» **Source document**:
My Top Five Friday The 13th Reads!

Happy Friday the 13th, lovers!!

I love any kind of creepy, superstitious day like this. I’m waiting with bated breath for Halloween. My head is swimming with all the ways I’m going to decorate my front porch. Skeletons, spiders and the spookiest pumpkins I can carve up.

Before we get into my list of spooky novels to read today, I want to share something a little personal. On July 13th, 2012, I walked into a Tim Hortons near my home and met the man I had been talking to online for three months. He had driven five hours from New York state and crossed my Canadian border (no pun intended) so that we could finally meet in person. We had been talking every day. It started through twitter, then email, then phone calls.

We were pretty sure we were in love, but you can never be 100% sure until you meet someone in person.

We’ll celebrate our five-year wedding anniversary on October 13th, at the time of writing this. Yes, the 13th.

» **Input data**:
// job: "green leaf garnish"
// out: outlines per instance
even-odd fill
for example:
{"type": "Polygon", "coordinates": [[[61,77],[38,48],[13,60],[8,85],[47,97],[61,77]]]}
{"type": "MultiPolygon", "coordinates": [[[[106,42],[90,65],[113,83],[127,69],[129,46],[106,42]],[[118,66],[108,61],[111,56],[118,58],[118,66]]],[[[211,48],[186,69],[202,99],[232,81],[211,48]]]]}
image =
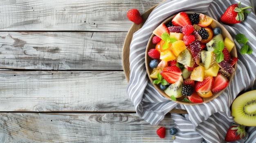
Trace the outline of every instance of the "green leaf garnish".
{"type": "Polygon", "coordinates": [[[177,99],[176,99],[174,95],[172,95],[171,97],[170,97],[171,98],[171,99],[172,100],[174,100],[174,101],[177,100],[177,99]]]}

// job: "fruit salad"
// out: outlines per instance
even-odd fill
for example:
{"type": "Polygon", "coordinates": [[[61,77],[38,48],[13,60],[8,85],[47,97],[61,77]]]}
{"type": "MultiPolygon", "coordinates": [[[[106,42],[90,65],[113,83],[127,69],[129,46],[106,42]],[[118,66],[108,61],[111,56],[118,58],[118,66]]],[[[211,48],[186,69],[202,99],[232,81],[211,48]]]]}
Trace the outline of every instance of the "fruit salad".
{"type": "Polygon", "coordinates": [[[202,103],[228,86],[238,60],[231,54],[235,44],[213,21],[181,12],[153,32],[149,76],[172,100],[202,103]]]}

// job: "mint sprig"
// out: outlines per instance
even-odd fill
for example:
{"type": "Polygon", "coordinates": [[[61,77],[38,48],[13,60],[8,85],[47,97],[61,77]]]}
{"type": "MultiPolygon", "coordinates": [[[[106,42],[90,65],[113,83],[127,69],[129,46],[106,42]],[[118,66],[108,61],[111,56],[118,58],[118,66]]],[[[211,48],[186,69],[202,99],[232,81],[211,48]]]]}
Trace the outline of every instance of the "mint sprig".
{"type": "Polygon", "coordinates": [[[161,38],[165,42],[162,47],[163,50],[165,50],[168,48],[169,47],[169,43],[173,43],[177,40],[176,38],[170,37],[169,34],[166,32],[164,32],[161,35],[161,38]]]}
{"type": "Polygon", "coordinates": [[[162,76],[161,75],[161,74],[159,73],[158,73],[157,74],[157,79],[155,79],[153,81],[153,84],[161,84],[164,86],[166,86],[166,85],[168,84],[168,83],[167,82],[167,81],[166,81],[165,79],[164,79],[164,78],[163,78],[162,76]]]}
{"type": "Polygon", "coordinates": [[[243,34],[238,34],[236,35],[236,40],[239,44],[243,44],[240,49],[242,54],[250,54],[252,53],[252,49],[247,44],[249,40],[243,34]]]}
{"type": "Polygon", "coordinates": [[[220,63],[224,59],[224,54],[222,52],[224,49],[224,43],[219,41],[218,43],[218,48],[215,48],[213,52],[216,54],[216,62],[220,63]]]}

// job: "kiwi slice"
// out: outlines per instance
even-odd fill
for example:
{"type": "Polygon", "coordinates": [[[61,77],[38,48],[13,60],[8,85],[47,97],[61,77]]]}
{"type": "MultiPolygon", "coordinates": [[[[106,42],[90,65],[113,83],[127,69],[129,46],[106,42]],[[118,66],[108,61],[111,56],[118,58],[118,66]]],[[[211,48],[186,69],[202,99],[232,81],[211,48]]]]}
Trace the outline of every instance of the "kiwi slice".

» **Questions on the material**:
1 – Return the passage of the Friday the 13th post between "I love any kind" and "Yes, the 13th.", inclusive.
2 – Answer these questions about the Friday the 13th post:
(a) What kinds of decorations does the writer plan for the front porch?
(b) How many hours did the man drive from New York state to the meeting?
(c) On what date will the couple celebrate their five-year wedding anniversary?
3 – Write what comes next in the Friday the 13th post, picking up after its last sentence.

» **Your written answers**:
1 –
I love any kind of creepy, superstitious day like this. I’m waiting with bated breath for Halloween. My head is swimming with all the ways I’m going to decorate my front porch. Skeletons, spiders and the spookiest pumpkins I can carve up.

Before we get into my list of spooky novels to read today, I want to share something a little personal. On July 13th, 2012, I walked into a Tim Hortons near my home and met the man I had been talking to online for three months. He had driven five hours from New York state and crossed my Canadian border (no pun intended) so that we could finally meet in person. We had been talking every day. It started through twitter, then email, then phone calls.

We were pretty sure we were in love, but you can never be 100% sure until you meet someone in person.

We’ll celebrate our five-year wedding anniversary on October 13th, at the time of writing this. Yes, the 13th.

2 –
(a) Skeletons, spiders and the spookiest pumpkins the writer can carve.
(b) Five hours.
(c) October 13th.

3 –
Tonight, we’re going to celebrate the day that changed our lives with pizza and weed and watching Friday The 13th, the classic 80s horror movie. But I think everyone should be celebrating this weird and superstitious day. One way to do it would be turning out the lights and curling up with a scary AF classic horror novel, because this day deserves a little old school creepy.

Here’s my list of the top five classic horror books to read on Friday the 13th!


5. The Girl Next Door by Jack Ketchum (1989)🔪

I’m not going to tell you about this. I refuse to. There are things you know you’ll die before telling, things you know you should have died before ever having seen. I watched and saw.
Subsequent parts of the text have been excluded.